__Written exercise__. Copy out the rows below word for word, starting at the first line and ending at the line that contains "column 612, row 611", with both of those lines included.

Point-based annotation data

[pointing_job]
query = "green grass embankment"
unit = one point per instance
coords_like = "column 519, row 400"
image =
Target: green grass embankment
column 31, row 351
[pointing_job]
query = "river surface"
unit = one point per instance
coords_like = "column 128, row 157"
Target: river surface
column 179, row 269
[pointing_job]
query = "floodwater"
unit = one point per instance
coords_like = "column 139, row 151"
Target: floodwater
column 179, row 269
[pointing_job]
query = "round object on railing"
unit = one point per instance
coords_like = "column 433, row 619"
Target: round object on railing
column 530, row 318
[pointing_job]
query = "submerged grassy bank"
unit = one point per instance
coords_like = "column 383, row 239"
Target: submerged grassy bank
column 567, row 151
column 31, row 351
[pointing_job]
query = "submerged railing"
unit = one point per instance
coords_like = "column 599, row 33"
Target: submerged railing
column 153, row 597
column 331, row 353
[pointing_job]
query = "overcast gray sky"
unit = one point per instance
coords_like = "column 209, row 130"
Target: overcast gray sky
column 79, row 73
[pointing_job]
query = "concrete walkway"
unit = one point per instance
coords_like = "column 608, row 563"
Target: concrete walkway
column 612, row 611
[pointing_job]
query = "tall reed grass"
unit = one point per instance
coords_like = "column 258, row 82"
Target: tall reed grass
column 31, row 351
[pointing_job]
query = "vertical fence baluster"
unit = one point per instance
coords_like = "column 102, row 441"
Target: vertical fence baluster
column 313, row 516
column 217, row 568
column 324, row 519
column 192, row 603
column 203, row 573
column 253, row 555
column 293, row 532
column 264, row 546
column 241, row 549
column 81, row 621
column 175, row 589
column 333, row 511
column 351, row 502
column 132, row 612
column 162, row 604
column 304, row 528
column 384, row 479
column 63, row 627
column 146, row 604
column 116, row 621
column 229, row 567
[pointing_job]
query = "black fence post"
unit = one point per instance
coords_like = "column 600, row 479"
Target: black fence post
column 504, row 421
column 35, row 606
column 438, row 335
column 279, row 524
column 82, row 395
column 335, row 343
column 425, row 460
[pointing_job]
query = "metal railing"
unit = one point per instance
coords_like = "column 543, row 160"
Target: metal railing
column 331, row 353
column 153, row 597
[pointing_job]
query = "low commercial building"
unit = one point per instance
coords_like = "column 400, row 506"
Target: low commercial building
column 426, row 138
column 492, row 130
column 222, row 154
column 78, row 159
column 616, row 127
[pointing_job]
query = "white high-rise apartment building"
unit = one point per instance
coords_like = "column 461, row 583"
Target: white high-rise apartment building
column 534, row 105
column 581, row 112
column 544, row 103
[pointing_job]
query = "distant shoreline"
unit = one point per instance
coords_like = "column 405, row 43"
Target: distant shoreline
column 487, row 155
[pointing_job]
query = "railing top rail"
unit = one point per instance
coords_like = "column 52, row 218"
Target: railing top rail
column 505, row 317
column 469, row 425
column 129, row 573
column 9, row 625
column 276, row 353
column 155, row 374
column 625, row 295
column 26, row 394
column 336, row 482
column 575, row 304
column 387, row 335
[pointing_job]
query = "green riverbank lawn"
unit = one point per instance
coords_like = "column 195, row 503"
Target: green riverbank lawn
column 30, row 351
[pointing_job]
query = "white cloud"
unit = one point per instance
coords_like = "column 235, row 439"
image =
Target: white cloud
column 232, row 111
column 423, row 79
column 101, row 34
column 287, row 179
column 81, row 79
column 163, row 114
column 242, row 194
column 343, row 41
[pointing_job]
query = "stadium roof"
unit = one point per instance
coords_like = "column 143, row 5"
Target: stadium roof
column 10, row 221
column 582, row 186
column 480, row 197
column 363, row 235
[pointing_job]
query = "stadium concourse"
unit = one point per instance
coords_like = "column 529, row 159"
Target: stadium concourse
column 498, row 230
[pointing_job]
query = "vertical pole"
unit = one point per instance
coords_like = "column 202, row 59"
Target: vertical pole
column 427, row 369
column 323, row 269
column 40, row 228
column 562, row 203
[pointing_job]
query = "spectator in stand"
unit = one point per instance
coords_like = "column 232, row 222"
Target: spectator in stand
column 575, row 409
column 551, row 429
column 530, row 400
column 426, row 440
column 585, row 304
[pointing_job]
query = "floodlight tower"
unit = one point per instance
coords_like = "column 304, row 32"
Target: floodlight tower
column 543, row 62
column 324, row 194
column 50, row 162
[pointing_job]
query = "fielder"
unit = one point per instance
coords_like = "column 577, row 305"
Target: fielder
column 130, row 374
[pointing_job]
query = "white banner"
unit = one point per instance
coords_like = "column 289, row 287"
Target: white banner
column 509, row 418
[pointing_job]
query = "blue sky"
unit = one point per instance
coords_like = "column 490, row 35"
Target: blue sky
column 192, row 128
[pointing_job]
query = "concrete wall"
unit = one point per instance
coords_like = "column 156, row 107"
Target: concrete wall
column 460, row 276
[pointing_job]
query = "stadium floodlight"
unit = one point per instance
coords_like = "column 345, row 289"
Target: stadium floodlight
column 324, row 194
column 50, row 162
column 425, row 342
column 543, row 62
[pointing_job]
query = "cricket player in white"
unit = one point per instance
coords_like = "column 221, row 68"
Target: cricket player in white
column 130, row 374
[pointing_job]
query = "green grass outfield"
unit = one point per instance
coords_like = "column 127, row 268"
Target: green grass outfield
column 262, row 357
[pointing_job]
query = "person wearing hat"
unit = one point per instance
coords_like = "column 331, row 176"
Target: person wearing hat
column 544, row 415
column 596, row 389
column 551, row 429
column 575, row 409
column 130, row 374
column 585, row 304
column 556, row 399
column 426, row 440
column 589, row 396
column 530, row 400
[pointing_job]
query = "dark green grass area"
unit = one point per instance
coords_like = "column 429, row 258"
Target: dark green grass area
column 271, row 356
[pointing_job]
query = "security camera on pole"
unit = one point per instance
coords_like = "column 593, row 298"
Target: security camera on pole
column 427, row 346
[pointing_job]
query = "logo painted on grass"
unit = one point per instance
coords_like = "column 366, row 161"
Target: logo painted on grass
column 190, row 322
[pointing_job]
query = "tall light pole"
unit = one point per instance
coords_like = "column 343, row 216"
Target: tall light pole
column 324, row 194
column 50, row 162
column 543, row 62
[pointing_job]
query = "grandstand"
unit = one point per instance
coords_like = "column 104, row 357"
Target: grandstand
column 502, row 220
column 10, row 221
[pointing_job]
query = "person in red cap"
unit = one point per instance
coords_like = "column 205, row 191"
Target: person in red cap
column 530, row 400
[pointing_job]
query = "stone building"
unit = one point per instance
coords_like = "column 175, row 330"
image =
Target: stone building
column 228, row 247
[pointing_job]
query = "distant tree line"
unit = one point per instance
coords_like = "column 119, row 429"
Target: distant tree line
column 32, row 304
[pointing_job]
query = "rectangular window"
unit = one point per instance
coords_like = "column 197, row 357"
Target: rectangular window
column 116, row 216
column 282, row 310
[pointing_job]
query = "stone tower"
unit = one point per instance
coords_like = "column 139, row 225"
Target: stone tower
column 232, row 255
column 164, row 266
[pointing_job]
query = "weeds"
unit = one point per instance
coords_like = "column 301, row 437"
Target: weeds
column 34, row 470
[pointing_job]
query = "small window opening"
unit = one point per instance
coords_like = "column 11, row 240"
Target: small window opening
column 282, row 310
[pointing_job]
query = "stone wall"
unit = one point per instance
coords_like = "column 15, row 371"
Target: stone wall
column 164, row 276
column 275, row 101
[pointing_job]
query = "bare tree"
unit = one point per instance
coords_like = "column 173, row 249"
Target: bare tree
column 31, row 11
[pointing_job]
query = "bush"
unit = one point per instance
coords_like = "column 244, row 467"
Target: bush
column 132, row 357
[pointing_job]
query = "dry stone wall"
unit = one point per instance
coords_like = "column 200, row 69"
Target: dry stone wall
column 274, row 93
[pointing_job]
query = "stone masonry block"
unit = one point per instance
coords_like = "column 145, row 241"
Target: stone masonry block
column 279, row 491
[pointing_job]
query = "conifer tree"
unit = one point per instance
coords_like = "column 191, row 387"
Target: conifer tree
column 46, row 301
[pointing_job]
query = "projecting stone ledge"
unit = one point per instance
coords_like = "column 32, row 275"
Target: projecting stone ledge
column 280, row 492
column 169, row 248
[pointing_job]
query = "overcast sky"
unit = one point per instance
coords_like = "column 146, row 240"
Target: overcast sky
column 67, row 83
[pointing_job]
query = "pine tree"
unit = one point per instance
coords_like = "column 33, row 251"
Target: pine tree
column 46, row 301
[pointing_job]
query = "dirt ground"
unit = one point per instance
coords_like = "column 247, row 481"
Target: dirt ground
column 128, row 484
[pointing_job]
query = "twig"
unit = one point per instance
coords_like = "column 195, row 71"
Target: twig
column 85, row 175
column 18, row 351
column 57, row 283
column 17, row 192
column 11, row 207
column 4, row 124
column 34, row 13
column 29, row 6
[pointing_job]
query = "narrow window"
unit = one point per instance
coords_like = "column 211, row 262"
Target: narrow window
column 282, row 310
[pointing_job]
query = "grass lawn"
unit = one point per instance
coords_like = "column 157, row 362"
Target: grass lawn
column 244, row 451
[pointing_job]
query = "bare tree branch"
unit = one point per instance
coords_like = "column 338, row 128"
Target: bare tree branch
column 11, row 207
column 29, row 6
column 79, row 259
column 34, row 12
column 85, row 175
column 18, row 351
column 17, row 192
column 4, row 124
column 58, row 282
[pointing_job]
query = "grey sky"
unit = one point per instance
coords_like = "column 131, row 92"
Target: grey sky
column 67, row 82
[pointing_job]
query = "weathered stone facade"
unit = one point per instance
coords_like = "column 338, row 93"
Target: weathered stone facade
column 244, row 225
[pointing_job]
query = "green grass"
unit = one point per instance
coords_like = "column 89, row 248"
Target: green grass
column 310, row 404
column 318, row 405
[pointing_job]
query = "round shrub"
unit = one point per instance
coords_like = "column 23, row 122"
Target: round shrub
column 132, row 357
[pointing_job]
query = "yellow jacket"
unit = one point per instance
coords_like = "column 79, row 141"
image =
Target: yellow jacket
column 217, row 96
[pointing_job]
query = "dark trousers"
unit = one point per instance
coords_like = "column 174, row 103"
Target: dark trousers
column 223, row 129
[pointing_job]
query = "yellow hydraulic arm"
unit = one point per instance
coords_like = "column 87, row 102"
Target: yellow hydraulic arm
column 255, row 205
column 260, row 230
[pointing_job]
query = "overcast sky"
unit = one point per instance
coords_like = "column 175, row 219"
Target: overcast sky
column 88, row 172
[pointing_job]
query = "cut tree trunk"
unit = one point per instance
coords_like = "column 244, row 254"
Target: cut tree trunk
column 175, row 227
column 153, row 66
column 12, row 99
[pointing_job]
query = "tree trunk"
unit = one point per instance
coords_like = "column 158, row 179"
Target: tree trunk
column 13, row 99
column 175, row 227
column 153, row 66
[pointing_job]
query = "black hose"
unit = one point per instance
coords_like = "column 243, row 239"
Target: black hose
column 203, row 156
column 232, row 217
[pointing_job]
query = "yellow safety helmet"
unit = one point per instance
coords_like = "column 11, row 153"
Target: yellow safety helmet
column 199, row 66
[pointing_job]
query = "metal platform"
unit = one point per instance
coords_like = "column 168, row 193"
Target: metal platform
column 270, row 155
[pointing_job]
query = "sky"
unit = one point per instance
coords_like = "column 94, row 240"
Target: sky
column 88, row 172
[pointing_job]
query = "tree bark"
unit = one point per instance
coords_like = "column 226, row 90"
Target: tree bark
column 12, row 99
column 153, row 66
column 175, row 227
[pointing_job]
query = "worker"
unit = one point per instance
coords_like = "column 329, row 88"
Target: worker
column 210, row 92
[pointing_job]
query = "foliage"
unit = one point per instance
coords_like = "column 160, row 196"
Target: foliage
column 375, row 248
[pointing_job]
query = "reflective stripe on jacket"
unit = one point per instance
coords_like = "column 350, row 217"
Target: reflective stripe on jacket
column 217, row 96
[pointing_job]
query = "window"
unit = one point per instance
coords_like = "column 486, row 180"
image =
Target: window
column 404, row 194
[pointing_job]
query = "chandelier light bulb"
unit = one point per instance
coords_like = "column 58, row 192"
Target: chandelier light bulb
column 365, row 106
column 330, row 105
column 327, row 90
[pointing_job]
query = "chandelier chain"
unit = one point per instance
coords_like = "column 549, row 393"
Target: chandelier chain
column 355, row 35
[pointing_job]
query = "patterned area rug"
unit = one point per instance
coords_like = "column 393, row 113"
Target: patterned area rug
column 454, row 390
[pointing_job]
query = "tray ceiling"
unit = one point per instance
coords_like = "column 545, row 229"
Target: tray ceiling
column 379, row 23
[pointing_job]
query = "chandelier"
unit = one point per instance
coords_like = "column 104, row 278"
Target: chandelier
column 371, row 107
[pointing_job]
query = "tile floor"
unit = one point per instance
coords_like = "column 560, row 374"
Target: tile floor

__Response to the task__.
[pointing_job]
query = "green grass embankment"
unit = one point per instance
coords_like = "column 519, row 400"
image =
Target: green grass embankment
column 31, row 351
[pointing_job]
query = "river surface"
unit = one point per instance
coords_like = "column 128, row 157"
Target: river surface
column 179, row 269
[pointing_job]
query = "floodwater"
unit = one point per instance
coords_like = "column 139, row 151"
Target: floodwater
column 179, row 269
[pointing_job]
query = "round object on railing"
unit = one point per instance
coords_like = "column 433, row 619"
Target: round object on railing
column 530, row 318
[pointing_job]
query = "submerged grassy bank"
unit = one point per instance
coords_like = "column 383, row 239"
Target: submerged grassy bank
column 567, row 151
column 31, row 351
[pointing_job]
query = "submerged railing"
unit = one point per instance
coords_like = "column 599, row 33"
Target: submerged railing
column 153, row 597
column 331, row 353
[pointing_job]
query = "overcast gray sky"
unit = one point per instance
coords_like = "column 209, row 130"
Target: overcast gray sky
column 79, row 73
[pointing_job]
query = "concrete walkway"
unit = one point per instance
coords_like = "column 608, row 563"
Target: concrete walkway
column 612, row 611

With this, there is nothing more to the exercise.